◆ **TEXT**:
┏━━

EC: Well, FATCA is the U.S. regulation, but the implementation of FATCA in foreign countries is being done through what we refer to as intergovernmental agreements, or IGAs. These are agreements that the U.S. Treasury enters into with foreign governments. They take FATCA, the U.S. law, and make it the law of the land in another country. Most countries have privacy laws that prevent financial institutions from sharing client data with a foreign government. Under the IGA, banks provide client information to the local tax authority, and then the local tax authority ships it over to the IRS. This eliminates the privacy law conflict, but there are inconsistencies between the FATCA rules and the IGA rules, so financial institutions have to set up different processes in different countries. A large bank that operates in 50 countries may have 50 separate processes that it'll have to go through to comply with FATCA.
T&R: How will this affect banking customers? Do you anticipate that costs will increase?
EC: Well, some industry analysis has determined that the total cost for global financial institutions to become compliant with FATCA will be almost $1 trillion over 10 years. It's a little too soon to tell whether they will pass those costs on to clients, but someone's going to have to pay for it. For global institutions that operate in 40, 50, 80 countries, becoming completely compliant with FATCA may cost up to $250 million over the next four or five years. In each country, they'll have to do analysis, put processes in place, and be able to report up to the local tax authority. That's a lot of work, and the time frames are relatively short.
T&R: For corporate finance departments, will this mean slower processes when working with banks?
EC: If a bank doesn't use software to automate FATCA compliance—maybe they want to extend out the spend on updating all their systems—the time to on-board new clients is going to get extended. If you currently take 30 days to on-board a new client, including all your AML [anti-money laundering] checks and suitability checks, then adding FATCA checks could increase your on-boarding time to 60 days or 90 days. This could be frustrating for companies because they won't be able to do business with a new financial institution until the on-boarding process is complete.

┗━━

[Excerpts of pointing data]

┏━━

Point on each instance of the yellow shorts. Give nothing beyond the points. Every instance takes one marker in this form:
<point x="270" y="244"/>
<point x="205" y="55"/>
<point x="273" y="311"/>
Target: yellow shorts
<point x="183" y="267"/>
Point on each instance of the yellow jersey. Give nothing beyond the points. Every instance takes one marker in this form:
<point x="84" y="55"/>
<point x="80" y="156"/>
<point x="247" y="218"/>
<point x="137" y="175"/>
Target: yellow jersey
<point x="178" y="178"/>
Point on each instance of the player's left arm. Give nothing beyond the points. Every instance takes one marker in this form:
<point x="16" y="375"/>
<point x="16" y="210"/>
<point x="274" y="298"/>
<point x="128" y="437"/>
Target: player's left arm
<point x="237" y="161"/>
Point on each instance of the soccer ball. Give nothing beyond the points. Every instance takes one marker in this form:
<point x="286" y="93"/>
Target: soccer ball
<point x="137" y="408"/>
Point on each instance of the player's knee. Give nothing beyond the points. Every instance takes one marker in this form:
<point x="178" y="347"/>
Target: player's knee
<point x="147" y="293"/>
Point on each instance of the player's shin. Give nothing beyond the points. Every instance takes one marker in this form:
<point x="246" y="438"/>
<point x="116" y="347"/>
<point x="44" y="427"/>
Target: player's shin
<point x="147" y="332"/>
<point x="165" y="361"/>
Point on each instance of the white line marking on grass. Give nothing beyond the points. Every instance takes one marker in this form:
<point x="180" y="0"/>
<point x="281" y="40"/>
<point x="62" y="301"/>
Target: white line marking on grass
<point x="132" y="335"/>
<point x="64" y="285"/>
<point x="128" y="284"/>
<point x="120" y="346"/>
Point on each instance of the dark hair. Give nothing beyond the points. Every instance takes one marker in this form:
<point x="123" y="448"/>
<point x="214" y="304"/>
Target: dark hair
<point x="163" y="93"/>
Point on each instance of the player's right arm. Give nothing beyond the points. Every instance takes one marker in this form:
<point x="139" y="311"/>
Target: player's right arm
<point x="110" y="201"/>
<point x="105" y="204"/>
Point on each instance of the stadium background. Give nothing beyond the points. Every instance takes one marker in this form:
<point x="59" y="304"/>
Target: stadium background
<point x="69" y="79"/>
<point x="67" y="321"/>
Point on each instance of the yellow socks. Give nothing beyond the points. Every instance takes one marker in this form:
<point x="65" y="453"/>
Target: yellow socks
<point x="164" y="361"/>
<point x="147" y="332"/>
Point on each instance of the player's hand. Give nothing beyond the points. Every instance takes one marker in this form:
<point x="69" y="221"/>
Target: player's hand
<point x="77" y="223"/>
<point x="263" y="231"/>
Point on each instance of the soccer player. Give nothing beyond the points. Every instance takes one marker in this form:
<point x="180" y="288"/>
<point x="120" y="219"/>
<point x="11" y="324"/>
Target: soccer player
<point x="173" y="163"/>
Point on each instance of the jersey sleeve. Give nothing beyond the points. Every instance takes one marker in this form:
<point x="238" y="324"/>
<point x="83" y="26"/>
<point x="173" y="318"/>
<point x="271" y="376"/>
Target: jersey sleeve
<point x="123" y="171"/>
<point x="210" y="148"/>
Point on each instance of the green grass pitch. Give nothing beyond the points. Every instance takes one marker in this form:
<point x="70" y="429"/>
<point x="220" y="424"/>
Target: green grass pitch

┗━━

Duplicate the part of the FATCA interview starting at "EC: Well, some" and ending at "are relatively short.".

◆ **RESULT OF THE EXERCISE**:
EC: Well, some industry analysis has determined that the total cost for global financial institutions to become compliant with FATCA will be almost $1 trillion over 10 years. It's a little too soon to tell whether they will pass those costs on to clients, but someone's going to have to pay for it. For global institutions that operate in 40, 50, 80 countries, becoming completely compliant with FATCA may cost up to $250 million over the next four or five years. In each country, they'll have to do analysis, put processes in place, and be able to report up to the local tax authority. That's a lot of work, and the time frames are relatively short.